'''

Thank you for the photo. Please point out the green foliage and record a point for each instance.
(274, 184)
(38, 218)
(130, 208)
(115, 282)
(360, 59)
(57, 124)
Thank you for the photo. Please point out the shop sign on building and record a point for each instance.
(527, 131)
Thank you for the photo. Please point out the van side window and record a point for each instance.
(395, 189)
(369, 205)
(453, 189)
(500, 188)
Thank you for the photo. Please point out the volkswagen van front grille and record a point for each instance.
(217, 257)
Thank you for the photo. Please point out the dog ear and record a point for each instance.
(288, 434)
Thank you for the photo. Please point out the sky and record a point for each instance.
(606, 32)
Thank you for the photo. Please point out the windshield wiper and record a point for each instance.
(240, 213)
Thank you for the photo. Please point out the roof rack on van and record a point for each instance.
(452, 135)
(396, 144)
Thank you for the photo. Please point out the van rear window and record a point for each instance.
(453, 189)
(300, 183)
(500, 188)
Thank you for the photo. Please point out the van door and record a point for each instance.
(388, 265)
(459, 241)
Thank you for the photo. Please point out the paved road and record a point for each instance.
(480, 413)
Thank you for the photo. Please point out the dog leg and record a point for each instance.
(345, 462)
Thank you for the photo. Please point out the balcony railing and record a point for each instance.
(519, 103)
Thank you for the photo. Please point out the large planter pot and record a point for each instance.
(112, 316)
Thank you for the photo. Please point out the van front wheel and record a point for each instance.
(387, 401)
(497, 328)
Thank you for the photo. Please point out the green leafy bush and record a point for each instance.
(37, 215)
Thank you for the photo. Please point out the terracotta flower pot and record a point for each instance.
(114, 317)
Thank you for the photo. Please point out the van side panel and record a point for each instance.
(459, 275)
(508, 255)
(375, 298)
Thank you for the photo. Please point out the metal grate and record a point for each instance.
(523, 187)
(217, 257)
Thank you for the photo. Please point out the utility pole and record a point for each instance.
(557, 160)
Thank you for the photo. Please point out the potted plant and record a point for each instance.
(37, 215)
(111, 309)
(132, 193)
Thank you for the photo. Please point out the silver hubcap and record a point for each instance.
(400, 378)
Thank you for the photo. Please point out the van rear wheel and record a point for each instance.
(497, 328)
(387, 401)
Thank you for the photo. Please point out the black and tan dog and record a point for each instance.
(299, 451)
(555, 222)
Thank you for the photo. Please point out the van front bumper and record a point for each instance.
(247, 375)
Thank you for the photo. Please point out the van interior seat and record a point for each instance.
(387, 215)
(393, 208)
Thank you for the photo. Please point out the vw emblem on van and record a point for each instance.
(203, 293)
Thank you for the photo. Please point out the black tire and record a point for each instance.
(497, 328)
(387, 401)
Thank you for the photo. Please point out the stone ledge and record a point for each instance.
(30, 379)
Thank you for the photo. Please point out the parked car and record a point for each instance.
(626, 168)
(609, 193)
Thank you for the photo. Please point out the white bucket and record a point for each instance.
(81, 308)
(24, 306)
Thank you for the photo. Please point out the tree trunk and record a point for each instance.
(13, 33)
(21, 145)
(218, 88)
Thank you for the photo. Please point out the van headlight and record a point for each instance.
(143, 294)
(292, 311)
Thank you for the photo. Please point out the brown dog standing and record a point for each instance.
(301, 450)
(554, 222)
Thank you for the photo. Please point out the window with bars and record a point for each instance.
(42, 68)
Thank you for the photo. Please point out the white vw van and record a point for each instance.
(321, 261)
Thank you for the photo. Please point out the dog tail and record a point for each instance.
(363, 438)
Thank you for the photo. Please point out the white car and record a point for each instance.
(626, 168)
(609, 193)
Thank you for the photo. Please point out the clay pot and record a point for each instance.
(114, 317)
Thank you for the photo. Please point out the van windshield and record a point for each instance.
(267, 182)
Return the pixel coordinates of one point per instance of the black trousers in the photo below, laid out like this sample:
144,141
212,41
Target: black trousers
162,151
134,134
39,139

'''
'''

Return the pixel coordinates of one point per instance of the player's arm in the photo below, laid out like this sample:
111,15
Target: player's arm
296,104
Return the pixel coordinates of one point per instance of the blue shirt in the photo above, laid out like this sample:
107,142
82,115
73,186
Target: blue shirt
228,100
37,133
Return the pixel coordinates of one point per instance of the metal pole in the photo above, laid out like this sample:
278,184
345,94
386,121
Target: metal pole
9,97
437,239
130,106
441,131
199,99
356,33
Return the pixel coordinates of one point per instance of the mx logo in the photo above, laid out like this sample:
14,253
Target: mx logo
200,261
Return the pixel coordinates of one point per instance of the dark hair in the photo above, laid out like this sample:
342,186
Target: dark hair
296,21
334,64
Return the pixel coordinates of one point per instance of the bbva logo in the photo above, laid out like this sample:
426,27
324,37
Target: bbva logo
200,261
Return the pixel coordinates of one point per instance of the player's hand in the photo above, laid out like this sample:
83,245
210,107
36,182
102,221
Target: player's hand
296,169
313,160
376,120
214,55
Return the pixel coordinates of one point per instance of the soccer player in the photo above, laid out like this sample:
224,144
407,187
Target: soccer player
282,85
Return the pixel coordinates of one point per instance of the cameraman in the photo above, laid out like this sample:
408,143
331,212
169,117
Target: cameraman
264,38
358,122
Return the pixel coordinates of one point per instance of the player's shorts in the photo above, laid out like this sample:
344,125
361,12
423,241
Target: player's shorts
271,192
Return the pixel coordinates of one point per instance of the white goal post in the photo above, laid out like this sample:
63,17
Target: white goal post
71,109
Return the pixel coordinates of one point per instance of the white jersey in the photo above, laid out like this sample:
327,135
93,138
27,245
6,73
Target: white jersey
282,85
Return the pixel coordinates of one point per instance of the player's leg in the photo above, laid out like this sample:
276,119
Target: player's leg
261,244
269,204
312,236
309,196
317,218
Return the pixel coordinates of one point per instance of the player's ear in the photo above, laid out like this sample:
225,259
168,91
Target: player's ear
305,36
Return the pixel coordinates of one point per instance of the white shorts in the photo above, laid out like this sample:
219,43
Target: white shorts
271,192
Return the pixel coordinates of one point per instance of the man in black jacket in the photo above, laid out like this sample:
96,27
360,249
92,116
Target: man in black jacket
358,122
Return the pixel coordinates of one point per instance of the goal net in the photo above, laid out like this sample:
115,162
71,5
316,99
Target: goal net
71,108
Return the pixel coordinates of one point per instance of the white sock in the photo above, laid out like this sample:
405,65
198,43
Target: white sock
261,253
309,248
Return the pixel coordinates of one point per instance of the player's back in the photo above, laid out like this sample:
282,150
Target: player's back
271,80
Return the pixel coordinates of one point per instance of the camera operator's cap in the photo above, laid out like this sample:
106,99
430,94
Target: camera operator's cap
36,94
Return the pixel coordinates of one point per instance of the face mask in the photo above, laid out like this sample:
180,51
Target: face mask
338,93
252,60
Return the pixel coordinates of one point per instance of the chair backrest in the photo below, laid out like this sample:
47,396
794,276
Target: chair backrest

'''
'''

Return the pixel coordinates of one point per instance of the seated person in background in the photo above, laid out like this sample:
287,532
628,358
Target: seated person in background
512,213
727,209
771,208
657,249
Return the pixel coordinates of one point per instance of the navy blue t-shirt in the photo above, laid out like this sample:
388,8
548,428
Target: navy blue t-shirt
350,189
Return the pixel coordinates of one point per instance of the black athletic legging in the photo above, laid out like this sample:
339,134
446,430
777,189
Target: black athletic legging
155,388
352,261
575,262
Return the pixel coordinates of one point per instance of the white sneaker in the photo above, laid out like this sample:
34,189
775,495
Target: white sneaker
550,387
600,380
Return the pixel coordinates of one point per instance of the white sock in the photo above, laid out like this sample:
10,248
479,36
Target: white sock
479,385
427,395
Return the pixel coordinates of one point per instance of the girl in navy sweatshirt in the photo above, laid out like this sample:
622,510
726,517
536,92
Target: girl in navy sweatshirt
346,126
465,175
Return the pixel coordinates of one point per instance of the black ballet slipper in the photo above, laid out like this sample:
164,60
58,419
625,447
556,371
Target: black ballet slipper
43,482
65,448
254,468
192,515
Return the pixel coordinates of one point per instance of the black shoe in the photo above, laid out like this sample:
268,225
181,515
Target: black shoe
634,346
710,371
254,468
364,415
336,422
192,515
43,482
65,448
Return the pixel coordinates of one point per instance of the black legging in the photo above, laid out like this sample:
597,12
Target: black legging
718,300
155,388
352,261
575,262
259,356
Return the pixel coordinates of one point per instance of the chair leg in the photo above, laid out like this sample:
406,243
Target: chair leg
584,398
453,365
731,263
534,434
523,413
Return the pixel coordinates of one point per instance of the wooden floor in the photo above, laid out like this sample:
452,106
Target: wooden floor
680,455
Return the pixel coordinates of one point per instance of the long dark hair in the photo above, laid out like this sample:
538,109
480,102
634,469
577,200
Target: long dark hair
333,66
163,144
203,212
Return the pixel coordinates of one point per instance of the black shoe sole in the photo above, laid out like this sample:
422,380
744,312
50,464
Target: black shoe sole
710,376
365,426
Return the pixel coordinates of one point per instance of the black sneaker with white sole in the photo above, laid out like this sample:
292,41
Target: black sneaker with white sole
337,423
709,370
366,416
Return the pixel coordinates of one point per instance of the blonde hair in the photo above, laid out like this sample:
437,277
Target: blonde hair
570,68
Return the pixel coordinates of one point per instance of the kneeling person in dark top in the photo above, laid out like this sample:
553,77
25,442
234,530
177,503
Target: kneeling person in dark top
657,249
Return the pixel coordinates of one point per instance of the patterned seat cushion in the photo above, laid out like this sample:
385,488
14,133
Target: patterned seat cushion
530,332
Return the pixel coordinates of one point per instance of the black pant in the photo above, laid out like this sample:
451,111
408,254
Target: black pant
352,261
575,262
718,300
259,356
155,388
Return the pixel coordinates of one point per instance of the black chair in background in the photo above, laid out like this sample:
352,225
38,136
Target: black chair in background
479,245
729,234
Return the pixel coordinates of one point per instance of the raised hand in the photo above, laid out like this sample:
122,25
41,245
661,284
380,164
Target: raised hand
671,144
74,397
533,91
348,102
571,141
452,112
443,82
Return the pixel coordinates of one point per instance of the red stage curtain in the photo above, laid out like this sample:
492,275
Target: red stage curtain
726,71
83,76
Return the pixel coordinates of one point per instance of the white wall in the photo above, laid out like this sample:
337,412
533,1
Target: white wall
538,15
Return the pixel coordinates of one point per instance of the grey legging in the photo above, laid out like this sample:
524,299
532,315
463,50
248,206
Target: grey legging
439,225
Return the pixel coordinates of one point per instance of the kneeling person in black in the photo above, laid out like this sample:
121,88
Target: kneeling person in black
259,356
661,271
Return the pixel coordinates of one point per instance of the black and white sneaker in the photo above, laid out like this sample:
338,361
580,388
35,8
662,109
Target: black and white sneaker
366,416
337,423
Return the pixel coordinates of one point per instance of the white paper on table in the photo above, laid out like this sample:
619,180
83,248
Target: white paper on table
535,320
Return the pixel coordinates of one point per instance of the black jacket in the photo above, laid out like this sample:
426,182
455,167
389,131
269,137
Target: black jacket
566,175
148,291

'''

** Exercise description **
What lines in the records above include the string "backrest"? Copy each one.

** Expected answer **
Return the pixel coordinates of one point per instance of the chair backrest in the photo below, laid out like this sample:
Target: chair backrest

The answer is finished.